§ **EXERCISE AIM**: Count the lines in the data below that contain the word "bicycle", and give only that number.

§ **TASK MATERIAL**:

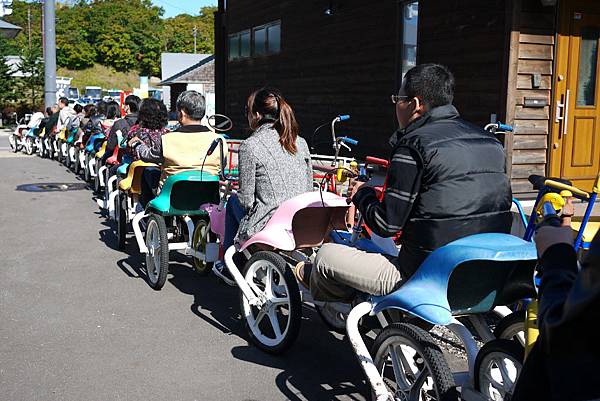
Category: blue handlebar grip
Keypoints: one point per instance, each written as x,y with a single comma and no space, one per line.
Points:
350,141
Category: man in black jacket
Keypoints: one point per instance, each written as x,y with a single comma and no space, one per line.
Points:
446,180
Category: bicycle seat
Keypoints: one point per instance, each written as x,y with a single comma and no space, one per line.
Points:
538,181
133,182
183,194
470,275
302,222
100,153
114,158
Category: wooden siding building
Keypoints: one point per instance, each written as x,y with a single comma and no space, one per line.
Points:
531,63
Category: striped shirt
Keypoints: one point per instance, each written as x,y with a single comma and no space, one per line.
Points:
388,216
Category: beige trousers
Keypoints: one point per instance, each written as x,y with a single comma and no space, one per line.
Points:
339,271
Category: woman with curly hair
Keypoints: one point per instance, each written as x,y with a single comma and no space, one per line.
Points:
151,125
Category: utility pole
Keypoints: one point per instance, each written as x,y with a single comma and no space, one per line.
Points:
29,24
50,53
195,32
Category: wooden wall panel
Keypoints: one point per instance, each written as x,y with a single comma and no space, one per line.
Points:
534,46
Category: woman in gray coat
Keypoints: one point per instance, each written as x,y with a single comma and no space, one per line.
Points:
274,166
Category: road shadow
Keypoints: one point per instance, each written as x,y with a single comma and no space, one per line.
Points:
320,366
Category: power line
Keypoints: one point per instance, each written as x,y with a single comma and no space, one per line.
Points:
174,6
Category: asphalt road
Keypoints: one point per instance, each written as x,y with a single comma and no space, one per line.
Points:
78,321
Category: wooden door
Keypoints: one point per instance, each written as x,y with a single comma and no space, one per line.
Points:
575,151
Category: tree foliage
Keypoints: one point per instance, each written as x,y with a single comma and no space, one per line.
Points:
128,35
178,37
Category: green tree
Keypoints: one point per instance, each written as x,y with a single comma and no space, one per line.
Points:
74,49
178,32
32,68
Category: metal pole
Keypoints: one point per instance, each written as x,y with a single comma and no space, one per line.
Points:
29,25
195,30
50,53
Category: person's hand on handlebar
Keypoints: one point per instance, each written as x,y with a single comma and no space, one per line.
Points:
353,186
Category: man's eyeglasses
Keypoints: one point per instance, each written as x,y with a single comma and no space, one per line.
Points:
398,98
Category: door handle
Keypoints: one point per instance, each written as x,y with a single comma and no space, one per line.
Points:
562,112
566,116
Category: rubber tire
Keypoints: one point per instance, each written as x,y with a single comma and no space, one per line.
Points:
424,344
508,324
508,347
295,303
121,220
86,171
97,186
75,164
14,145
29,145
163,267
202,268
340,329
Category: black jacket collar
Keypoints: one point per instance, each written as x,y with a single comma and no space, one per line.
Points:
192,128
447,112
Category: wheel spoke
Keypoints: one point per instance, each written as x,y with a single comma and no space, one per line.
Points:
504,372
261,314
397,368
254,288
274,322
407,368
269,282
276,301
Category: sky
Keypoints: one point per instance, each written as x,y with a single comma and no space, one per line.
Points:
175,7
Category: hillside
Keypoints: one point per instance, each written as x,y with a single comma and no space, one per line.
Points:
102,76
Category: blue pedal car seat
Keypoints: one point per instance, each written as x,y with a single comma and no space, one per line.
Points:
470,275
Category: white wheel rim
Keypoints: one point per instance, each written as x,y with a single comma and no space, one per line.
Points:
410,374
498,376
153,255
276,301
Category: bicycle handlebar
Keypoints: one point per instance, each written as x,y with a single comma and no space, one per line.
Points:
504,127
550,217
376,160
348,140
565,187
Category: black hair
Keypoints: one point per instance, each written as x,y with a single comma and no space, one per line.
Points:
101,107
90,110
270,104
193,103
133,102
152,114
112,110
432,83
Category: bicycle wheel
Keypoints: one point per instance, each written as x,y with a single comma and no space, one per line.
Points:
200,238
157,258
412,366
512,327
121,219
13,142
497,368
274,325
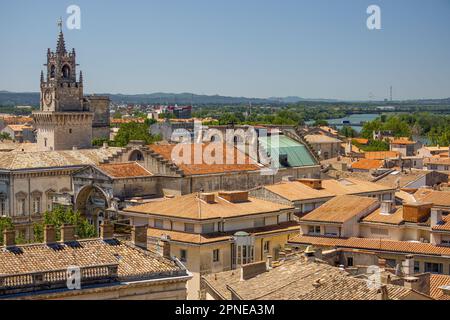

§ **SOLUTION TO THIS TASK**: 3